[Saved data entries]
——————

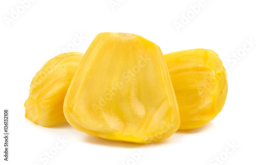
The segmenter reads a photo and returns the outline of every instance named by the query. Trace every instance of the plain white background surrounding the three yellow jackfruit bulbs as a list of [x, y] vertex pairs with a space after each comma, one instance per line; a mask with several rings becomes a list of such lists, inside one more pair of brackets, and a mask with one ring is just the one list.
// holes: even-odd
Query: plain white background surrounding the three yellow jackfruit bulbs
[[[109, 0], [37, 0], [23, 11], [18, 0], [1, 0], [1, 132], [4, 108], [10, 111], [10, 161], [3, 160], [1, 135], [1, 164], [44, 164], [47, 160], [39, 157], [56, 151], [62, 137], [69, 142], [45, 164], [255, 164], [255, 2], [205, 0], [194, 15], [190, 6], [200, 4], [199, 0], [114, 2], [119, 5], [113, 9]], [[18, 16], [13, 14], [17, 9]], [[185, 19], [183, 14], [190, 18], [177, 29], [175, 23]], [[191, 48], [216, 51], [228, 70], [229, 91], [222, 112], [201, 128], [178, 131], [153, 145], [108, 141], [68, 124], [45, 128], [27, 120], [24, 102], [35, 73], [64, 49], [86, 52], [101, 32], [141, 35], [158, 44], [163, 53]], [[243, 50], [246, 40], [254, 43]]]

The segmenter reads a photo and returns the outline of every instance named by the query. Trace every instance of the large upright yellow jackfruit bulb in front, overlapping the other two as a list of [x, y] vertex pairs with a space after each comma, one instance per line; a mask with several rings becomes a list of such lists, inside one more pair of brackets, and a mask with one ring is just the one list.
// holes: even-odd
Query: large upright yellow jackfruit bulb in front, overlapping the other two
[[134, 34], [96, 36], [71, 81], [63, 109], [77, 130], [114, 141], [161, 141], [180, 125], [160, 48]]

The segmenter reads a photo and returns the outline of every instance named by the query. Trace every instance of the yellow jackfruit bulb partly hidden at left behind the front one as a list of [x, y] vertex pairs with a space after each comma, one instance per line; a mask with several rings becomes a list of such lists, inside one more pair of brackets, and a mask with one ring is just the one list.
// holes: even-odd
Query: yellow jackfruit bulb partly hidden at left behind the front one
[[63, 102], [82, 57], [78, 52], [59, 54], [35, 74], [25, 102], [26, 118], [44, 127], [67, 122]]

——————

Full transcription without images: please go through the records and repeat them exactly.

The segmenter reads a photo and returns the outline of every instance named by the query. Trace every instance of the plain white background surrounding the three yellow jackfruit bulbs as a list of [x, y] vertex pairs with a space after each comma, one instance per line; a mask with several rings becomes a list of such lists, inside one more pair of brackets, and a mask with one ring is just the one list.
// holes: even-odd
Query: plain white background surrounding the three yellow jackfruit bulbs
[[[109, 0], [37, 0], [23, 11], [18, 0], [1, 0], [1, 132], [4, 108], [10, 111], [10, 161], [3, 160], [1, 135], [1, 164], [44, 164], [47, 160], [39, 157], [56, 151], [62, 137], [69, 142], [45, 164], [255, 164], [255, 2], [205, 0], [194, 15], [190, 6], [200, 4], [199, 0], [114, 2], [119, 5], [113, 9]], [[18, 16], [13, 14], [17, 9]], [[185, 19], [183, 14], [190, 18], [177, 29], [175, 23]], [[191, 48], [216, 51], [228, 70], [229, 91], [222, 112], [201, 128], [178, 131], [153, 145], [108, 141], [68, 124], [45, 128], [27, 120], [24, 102], [35, 73], [64, 49], [86, 52], [101, 32], [141, 35], [158, 44], [163, 53]], [[243, 50], [246, 40], [254, 43]]]

The segmenter reads a photo and returns the outline of every instance named by the query. Trace every instance of the large upright yellow jackfruit bulb in front, overlapping the other two as a list of [x, y] vertex pairs with a space after each comma, one instance per line; a mask with several rings becomes a list of such lists, inside one more pair of brackets, and a mask with one ring is just the one list.
// holes: even-odd
Query: large upright yellow jackfruit bulb in front, overlapping the other two
[[134, 34], [96, 36], [71, 81], [63, 109], [77, 130], [114, 141], [161, 141], [180, 125], [160, 48]]

The segmenter reads a photo and returns the outline of every instance named by the query. Trace every instance of the yellow jackfruit bulb partly hidden at left behind the front one as a list of [x, y] vertex pairs with a space after each comma, one instance per line; a mask with several rings becomes a list of such lists, inside one more pair of brackets, and a mask with one ring is just the one list.
// holes: even-odd
Query: yellow jackfruit bulb partly hidden at left behind the front one
[[63, 102], [82, 57], [78, 52], [59, 54], [35, 74], [25, 102], [26, 118], [44, 127], [67, 122]]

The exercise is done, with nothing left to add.